### Stored rows ###

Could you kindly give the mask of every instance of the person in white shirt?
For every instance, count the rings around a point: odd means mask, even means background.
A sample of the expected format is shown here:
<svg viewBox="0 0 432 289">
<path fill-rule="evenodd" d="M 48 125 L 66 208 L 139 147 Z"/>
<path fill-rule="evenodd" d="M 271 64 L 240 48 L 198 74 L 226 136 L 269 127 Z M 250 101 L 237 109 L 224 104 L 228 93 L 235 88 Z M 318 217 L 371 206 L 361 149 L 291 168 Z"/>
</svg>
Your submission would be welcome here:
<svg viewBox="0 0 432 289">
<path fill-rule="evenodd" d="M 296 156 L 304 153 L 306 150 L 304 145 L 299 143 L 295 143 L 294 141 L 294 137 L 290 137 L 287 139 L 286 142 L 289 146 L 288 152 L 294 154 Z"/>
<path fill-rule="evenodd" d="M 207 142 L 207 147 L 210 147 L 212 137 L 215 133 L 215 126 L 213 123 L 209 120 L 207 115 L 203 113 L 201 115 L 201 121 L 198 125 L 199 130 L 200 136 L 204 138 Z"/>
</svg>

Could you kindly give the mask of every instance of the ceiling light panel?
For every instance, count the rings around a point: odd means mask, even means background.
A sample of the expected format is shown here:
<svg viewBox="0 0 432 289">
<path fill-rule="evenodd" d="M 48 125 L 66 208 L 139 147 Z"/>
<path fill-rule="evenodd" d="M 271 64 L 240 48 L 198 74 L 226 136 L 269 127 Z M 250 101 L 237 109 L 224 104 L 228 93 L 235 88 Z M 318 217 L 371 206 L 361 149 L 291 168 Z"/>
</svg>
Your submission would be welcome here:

###

- _Do this_
Rewrite the lines above, changing every "kindly" to "please" and leaving everything else unchanged.

- _Written response_
Could you please give the mask of every instance of the person in white shirt?
For every instance, count the rings around a point: odd means mask, even means background.
A sample of the expected format is shown here:
<svg viewBox="0 0 432 289">
<path fill-rule="evenodd" d="M 48 125 L 66 208 L 139 147 Z"/>
<path fill-rule="evenodd" d="M 271 64 L 240 48 L 198 74 L 226 136 L 269 127 Z M 250 101 L 237 109 L 224 104 L 228 93 L 235 88 Z M 318 217 L 371 206 L 361 149 L 291 168 Z"/>
</svg>
Your submission would be welcome here:
<svg viewBox="0 0 432 289">
<path fill-rule="evenodd" d="M 296 156 L 304 153 L 306 150 L 304 145 L 299 143 L 295 143 L 294 141 L 294 137 L 290 137 L 287 139 L 286 142 L 289 146 L 288 152 L 294 154 Z"/>
<path fill-rule="evenodd" d="M 207 142 L 207 147 L 210 147 L 212 137 L 215 133 L 215 126 L 213 123 L 209 120 L 207 115 L 203 113 L 201 115 L 201 121 L 198 125 L 199 130 L 200 136 L 204 138 Z"/>
</svg>

Could you please give the mask of every instance of the ceiling light panel?
For every instance, count the rings around a point: odd means mask, even means background.
A sample of the expected format is shown here:
<svg viewBox="0 0 432 289">
<path fill-rule="evenodd" d="M 48 125 L 66 208 L 139 147 Z"/>
<path fill-rule="evenodd" d="M 271 64 L 240 48 L 198 74 L 226 136 L 269 127 Z M 250 101 L 237 109 L 224 104 L 228 93 L 235 88 Z M 318 217 L 371 206 L 361 149 L 291 168 Z"/>
</svg>
Your submission would be welcome here:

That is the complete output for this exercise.